* [Entries in a point annotation set]
———

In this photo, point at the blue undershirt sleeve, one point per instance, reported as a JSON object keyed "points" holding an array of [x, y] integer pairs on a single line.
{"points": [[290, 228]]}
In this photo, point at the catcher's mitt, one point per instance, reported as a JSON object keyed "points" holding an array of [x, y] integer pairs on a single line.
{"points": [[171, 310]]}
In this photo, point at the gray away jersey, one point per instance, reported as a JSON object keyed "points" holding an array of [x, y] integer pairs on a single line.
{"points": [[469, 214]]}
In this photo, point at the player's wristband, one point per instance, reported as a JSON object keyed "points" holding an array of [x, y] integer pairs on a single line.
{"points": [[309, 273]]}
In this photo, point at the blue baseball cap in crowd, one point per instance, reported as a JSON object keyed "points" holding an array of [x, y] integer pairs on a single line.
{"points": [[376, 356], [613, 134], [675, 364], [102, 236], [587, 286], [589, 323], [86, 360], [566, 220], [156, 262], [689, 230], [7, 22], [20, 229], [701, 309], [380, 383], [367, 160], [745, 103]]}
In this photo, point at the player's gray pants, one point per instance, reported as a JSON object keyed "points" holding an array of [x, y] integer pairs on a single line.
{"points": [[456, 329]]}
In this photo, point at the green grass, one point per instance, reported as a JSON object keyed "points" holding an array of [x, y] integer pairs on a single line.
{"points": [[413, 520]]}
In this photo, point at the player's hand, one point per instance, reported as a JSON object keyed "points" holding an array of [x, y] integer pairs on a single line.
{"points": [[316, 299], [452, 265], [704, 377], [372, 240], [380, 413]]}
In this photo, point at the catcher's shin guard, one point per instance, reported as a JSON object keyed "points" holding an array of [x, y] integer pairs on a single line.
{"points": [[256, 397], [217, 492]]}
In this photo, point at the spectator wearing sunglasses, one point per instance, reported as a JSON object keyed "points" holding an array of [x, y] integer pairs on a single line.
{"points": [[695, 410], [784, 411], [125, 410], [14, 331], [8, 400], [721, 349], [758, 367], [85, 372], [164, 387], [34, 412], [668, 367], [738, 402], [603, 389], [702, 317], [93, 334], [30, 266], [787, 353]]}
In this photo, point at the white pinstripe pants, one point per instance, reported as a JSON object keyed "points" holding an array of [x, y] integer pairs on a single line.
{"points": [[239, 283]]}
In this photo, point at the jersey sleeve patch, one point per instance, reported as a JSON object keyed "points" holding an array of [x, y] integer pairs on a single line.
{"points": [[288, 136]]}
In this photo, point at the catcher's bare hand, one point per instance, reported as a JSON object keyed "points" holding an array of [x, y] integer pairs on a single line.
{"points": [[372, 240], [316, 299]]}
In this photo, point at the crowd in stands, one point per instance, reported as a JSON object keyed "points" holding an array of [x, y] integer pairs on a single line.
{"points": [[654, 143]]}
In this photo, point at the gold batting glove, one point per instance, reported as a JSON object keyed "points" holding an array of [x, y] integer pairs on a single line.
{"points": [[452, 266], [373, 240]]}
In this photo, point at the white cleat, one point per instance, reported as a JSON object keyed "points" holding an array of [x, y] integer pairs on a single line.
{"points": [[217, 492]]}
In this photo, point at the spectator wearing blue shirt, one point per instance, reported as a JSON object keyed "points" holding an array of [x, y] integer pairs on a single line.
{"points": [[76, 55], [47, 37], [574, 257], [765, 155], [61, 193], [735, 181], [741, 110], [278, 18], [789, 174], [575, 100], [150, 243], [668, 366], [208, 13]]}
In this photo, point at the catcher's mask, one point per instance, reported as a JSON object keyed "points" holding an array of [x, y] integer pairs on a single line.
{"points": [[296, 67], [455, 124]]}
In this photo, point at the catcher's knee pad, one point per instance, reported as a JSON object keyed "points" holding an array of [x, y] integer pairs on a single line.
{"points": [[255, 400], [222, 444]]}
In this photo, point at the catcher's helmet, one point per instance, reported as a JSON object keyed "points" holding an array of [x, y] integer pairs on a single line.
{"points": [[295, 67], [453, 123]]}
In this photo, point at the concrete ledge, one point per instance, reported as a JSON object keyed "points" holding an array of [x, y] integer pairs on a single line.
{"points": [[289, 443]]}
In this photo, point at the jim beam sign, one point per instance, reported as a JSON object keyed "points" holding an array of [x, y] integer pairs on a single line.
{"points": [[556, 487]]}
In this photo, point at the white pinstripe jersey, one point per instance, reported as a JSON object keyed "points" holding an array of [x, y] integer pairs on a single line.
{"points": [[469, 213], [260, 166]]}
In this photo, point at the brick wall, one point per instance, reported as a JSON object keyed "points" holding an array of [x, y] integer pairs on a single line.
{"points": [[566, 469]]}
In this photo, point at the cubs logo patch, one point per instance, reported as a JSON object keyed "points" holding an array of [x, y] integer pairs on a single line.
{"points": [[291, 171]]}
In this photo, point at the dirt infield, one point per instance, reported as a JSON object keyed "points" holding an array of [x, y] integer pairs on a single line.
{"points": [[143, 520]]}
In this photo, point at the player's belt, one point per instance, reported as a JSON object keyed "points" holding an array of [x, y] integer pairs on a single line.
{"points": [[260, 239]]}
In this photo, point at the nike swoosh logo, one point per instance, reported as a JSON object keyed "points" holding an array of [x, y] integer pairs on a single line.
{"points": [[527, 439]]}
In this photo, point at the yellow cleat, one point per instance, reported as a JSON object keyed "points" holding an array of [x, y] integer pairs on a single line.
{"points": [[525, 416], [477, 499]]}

———

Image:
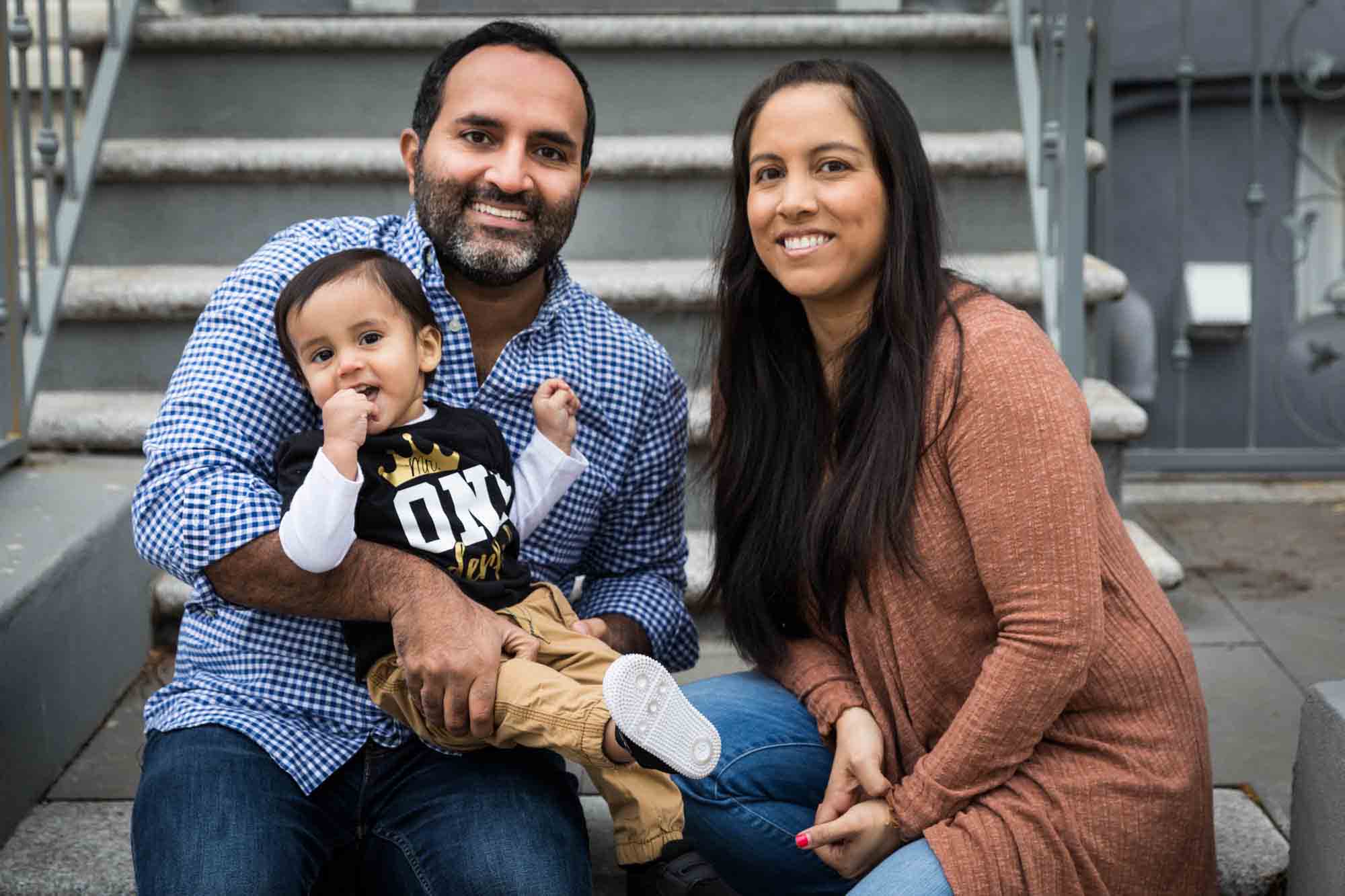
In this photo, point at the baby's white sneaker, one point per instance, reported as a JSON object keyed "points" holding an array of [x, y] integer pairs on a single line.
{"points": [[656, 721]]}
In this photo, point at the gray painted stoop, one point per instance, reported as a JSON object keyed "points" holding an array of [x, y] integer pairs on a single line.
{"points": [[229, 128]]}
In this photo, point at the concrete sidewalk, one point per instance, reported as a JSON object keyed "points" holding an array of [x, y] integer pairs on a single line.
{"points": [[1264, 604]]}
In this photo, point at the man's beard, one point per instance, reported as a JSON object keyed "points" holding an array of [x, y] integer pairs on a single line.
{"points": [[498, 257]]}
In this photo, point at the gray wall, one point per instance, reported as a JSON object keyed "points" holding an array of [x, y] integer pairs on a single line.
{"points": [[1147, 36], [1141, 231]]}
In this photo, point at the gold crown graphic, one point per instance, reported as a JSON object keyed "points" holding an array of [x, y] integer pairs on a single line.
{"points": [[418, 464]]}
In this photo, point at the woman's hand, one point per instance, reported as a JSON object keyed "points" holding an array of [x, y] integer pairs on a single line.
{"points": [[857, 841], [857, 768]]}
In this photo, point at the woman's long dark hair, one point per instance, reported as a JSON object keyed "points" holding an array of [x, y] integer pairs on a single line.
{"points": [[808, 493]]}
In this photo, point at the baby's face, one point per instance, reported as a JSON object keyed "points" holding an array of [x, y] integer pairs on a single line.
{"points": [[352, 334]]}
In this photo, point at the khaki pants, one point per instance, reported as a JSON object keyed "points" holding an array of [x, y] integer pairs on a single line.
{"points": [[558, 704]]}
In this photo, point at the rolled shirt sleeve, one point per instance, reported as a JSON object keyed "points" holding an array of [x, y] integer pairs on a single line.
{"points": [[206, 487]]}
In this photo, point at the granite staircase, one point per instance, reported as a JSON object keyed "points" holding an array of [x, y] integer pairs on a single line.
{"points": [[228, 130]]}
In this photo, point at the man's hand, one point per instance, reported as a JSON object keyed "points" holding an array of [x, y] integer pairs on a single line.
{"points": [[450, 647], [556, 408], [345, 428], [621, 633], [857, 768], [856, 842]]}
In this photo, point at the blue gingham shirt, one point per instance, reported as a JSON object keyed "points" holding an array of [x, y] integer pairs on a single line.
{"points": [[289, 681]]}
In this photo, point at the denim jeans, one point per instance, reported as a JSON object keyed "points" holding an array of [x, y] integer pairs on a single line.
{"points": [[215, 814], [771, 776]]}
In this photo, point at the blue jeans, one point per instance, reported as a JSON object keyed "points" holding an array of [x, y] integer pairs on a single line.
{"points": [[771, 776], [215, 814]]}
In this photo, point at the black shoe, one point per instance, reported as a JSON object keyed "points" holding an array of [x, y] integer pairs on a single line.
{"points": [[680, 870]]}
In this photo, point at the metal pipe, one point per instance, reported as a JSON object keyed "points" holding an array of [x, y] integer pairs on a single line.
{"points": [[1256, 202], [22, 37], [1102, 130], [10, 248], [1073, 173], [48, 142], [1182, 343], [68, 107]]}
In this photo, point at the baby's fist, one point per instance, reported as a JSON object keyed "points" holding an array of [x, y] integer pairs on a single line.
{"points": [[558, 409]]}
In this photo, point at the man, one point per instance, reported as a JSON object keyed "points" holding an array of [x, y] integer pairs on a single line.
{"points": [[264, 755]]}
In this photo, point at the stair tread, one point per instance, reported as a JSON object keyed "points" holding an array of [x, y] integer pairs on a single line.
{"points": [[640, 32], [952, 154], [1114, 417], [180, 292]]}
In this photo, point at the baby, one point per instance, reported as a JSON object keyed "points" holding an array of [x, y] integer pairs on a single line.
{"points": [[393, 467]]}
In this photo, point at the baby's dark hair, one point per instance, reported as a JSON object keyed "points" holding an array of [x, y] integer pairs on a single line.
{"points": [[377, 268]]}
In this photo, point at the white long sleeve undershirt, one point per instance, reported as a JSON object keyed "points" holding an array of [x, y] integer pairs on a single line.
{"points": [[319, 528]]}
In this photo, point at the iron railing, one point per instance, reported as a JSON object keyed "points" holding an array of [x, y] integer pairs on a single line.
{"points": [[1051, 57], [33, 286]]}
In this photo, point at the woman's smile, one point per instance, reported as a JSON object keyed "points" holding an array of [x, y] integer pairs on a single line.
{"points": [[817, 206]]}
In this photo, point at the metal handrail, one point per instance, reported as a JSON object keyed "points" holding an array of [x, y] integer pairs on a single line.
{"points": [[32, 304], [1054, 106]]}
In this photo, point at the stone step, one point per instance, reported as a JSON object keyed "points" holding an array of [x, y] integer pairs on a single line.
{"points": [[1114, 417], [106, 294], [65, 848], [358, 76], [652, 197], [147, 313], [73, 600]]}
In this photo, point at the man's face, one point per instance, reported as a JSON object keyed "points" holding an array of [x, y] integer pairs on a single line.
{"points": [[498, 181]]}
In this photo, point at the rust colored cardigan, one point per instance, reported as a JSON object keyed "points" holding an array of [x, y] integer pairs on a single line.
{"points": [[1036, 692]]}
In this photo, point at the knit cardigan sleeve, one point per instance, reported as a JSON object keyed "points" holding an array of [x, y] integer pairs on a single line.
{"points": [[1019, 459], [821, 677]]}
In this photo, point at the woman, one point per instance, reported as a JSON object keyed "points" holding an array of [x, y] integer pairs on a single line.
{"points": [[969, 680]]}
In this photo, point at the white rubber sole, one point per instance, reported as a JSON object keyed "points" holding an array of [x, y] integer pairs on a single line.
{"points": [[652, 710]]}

———

Which lines of the material above contain the word "metal"? Copy every such line, treating case as significant.

In this photo, point at the metal pipe, one point per instance, reported as a JSON object keyed "points" holding an array of [x, y] integer pairs on a single line.
In this photo, point at the metal handrail, one point per instance, reported as a JSON object keyed "points" holding an array of [x, y] integer pairs on a single line.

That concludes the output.